## TEXTE CITÉ
3) Le gouvernement : En Suède, c’est le centre-droite qui gouverne. Mais il ne vient à l’idée de personne de couper les fonds à l’Education nationale ou à la formation. Au contraire, ce parti a gagné les élections en accusant les sociaux-démocrates de dépenser trop peu dans ce domaine.

Au Ministère de l’Education Nationale, la troupe est reçue par le vice-ministre de l’Education nationale de centre-droite en personne. Voici le texte intégral de l’interview :

« - L’éducation est d’une importance prioritaire dans notre gouvernement parce que nous, nous nous faisons vraiment du souci. Nous pensons que les résultats de nos élèves sont encore trop bas.

- Comment cela ?! Vous êtes les premiers en Europe !

- C’est vrai, mais nous, nous voulons être les premiers dans le monde. Etre les premiers en Europe ne suffit pas. Dans un monde globalisé où la compétition est aussi forte, nous avons besoin de personnes compétentes, avec une préparation optimale. Vu que nous ne pouvons pas entrer en compétition aux bas niveaux, nous devons gagner du côté de notre haute compétence. C’est la raison pour laquelle nous avons besoin d’un enseignement de bonne qualité, et c’est la raison pour laquelle nous dépensons beaucoup d’argent pour la mise à jour de nos enseignants : nous voulons qu’ils soient les meilleurs.

## CONSIGNE
Pouvez-vous recopier à l'identique le passage du texte sur l'éducation en Suède en commençant à « - C’est vrai, mais » et en terminant à « soient les meilleurs. » ?

## DONNÉES FOURNIES
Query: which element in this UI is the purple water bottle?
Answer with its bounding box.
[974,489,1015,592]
--
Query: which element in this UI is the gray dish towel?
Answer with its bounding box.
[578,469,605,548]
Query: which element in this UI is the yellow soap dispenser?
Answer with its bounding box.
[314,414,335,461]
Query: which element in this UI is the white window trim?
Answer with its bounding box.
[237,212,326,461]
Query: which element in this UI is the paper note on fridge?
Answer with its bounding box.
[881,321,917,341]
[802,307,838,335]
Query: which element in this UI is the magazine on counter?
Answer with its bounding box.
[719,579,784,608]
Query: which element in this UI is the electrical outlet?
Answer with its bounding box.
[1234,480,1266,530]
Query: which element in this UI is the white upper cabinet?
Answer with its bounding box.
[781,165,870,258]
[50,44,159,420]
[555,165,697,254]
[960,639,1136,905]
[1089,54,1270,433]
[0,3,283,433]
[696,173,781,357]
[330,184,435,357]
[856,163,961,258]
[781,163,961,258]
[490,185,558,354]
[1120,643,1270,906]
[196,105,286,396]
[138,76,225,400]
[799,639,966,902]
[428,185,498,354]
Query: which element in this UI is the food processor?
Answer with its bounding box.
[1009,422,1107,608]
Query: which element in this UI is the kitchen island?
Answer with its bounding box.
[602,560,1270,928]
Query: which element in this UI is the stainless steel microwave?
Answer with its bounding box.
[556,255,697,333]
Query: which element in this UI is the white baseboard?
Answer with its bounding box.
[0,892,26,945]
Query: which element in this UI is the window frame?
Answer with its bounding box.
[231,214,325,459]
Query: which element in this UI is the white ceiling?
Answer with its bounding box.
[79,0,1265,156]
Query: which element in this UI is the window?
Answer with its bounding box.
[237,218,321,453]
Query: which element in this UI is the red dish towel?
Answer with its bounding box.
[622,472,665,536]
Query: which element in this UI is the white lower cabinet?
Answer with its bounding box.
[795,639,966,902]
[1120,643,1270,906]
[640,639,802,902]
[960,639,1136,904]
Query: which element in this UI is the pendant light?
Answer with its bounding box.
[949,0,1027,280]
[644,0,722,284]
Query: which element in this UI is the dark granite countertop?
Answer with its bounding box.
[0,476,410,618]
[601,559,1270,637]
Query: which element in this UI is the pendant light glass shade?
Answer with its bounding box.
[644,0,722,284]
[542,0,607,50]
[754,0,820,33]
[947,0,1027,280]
--
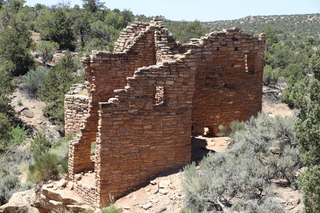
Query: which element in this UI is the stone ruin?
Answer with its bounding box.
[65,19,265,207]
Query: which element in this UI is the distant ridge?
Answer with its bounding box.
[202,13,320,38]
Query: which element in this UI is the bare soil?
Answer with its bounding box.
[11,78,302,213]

## RÉSULTAT DE L'EXERCICE
- C’est vrai, mais nous, nous voulons être les premiers dans le monde. Etre les premiers en Europe ne suffit pas. Dans un monde globalisé où la compétition est aussi forte, nous avons besoin de personnes compétentes, avec une préparation optimale. Vu que nous ne pouvons pas entrer en compétition aux bas niveaux, nous devons gagner du côté de notre haute compétence. C’est la raison pour laquelle nous avons besoin d’un enseignement de bonne qualité, et c’est la raison pour laquelle nous dépensons beaucoup d’argent pour la mise à jour de nos enseignants : nous voulons qu’ils soient les meilleurs.